§ **What the task asks**
Reproduce the material below line for line, keeping every character unchanged.

§ **Records shown**
__________

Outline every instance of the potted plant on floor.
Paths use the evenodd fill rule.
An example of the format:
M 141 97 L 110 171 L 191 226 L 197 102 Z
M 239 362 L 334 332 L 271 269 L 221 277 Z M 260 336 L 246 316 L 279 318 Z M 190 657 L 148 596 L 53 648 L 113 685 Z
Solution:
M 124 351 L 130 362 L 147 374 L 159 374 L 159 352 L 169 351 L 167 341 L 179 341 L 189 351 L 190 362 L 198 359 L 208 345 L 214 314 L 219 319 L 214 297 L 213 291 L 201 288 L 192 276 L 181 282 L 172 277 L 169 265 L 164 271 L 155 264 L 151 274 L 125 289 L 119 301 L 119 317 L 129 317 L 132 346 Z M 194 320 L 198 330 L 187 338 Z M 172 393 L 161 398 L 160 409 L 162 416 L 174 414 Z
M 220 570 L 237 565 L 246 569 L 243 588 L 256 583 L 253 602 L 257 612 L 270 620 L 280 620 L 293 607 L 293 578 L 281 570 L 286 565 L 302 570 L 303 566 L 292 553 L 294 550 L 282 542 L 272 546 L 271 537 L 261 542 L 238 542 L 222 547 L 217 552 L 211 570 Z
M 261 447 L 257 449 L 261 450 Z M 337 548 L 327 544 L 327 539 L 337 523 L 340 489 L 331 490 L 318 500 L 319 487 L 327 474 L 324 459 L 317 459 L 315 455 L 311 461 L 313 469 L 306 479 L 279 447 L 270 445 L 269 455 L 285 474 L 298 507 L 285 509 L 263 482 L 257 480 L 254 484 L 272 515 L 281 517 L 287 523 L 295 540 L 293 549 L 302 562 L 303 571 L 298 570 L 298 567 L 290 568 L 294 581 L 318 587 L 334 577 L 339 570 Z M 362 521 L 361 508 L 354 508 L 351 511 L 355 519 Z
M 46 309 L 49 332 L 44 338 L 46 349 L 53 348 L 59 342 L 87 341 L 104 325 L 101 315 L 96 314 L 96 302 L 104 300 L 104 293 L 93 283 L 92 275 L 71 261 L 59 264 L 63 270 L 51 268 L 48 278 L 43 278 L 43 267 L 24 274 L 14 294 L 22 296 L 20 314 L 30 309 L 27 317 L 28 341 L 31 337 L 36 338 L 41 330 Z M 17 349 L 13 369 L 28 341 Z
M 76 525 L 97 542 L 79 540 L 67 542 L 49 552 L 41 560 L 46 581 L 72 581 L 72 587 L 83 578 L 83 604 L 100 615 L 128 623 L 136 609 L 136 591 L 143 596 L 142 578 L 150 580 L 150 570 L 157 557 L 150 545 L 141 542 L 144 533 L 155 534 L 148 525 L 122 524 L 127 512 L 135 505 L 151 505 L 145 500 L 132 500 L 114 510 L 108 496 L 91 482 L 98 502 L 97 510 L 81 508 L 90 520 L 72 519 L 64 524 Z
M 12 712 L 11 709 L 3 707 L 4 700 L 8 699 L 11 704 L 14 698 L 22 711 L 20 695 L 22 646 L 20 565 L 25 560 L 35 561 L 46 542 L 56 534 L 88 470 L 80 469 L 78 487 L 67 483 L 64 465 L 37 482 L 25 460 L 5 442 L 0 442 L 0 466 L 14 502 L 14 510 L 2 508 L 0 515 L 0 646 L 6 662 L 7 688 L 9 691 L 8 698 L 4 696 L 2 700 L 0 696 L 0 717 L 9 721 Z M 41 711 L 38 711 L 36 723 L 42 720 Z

__________

§ **Exercise response**
Outline every instance of the potted plant on floor.
Paths use the evenodd fill rule.
An example of the format:
M 141 97 L 110 171 L 191 226 L 197 102 Z
M 239 362 L 334 332 L 271 269 L 221 277 Z M 260 336 L 246 316 L 279 318 Z M 190 657 L 148 596 L 53 648 L 113 685 Z
Solution:
M 124 351 L 130 362 L 147 374 L 159 374 L 159 352 L 169 351 L 167 341 L 179 341 L 189 351 L 190 362 L 198 359 L 208 345 L 214 314 L 219 319 L 214 297 L 213 291 L 201 288 L 192 276 L 181 282 L 172 277 L 169 265 L 164 271 L 155 264 L 151 274 L 125 289 L 119 301 L 119 317 L 129 317 L 132 346 Z M 194 320 L 198 330 L 187 338 Z M 172 393 L 161 398 L 160 409 L 162 416 L 174 414 Z
M 220 570 L 237 565 L 246 569 L 243 588 L 256 583 L 253 602 L 257 612 L 270 620 L 280 620 L 293 607 L 293 578 L 281 570 L 286 565 L 302 570 L 303 566 L 292 553 L 294 550 L 282 542 L 272 546 L 271 537 L 261 542 L 238 542 L 222 547 L 217 552 L 211 570 Z
M 261 447 L 257 449 L 261 450 Z M 337 548 L 327 544 L 327 539 L 337 523 L 340 489 L 331 490 L 318 500 L 319 487 L 327 474 L 324 459 L 317 459 L 315 455 L 311 461 L 313 469 L 306 479 L 279 447 L 270 445 L 269 455 L 285 474 L 298 507 L 285 509 L 263 482 L 257 480 L 254 484 L 272 515 L 281 517 L 287 523 L 295 540 L 293 549 L 302 562 L 303 571 L 298 570 L 298 567 L 290 568 L 294 581 L 318 587 L 334 577 L 339 570 Z M 362 521 L 361 508 L 354 508 L 351 511 L 355 519 Z
M 46 309 L 49 332 L 44 338 L 46 349 L 53 348 L 59 342 L 87 341 L 104 325 L 101 315 L 96 314 L 96 302 L 104 300 L 104 293 L 93 283 L 92 275 L 71 261 L 59 264 L 63 270 L 51 268 L 48 278 L 43 278 L 43 267 L 24 274 L 14 294 L 22 296 L 20 314 L 30 309 L 27 317 L 28 341 L 31 337 L 36 338 L 41 330 Z M 17 349 L 13 369 L 28 341 Z
M 76 525 L 97 542 L 79 540 L 67 542 L 49 552 L 41 560 L 46 581 L 72 581 L 72 587 L 83 578 L 83 604 L 100 615 L 128 623 L 136 609 L 136 591 L 143 596 L 142 578 L 150 580 L 150 570 L 157 557 L 150 545 L 141 542 L 144 533 L 155 534 L 148 525 L 122 524 L 127 512 L 135 505 L 151 505 L 145 500 L 132 500 L 114 510 L 108 496 L 91 482 L 98 502 L 97 510 L 81 508 L 90 520 L 72 519 L 64 524 Z
M 12 712 L 11 709 L 3 707 L 4 700 L 8 699 L 11 704 L 14 698 L 22 711 L 20 695 L 22 646 L 20 565 L 25 560 L 35 561 L 46 542 L 56 534 L 88 470 L 80 469 L 78 487 L 67 483 L 64 465 L 37 482 L 25 460 L 5 442 L 0 442 L 0 466 L 14 502 L 14 510 L 2 508 L 0 515 L 0 646 L 6 662 L 7 688 L 9 691 L 8 698 L 4 696 L 2 700 L 0 696 L 0 717 L 9 721 Z M 41 711 L 38 711 L 36 723 L 42 720 Z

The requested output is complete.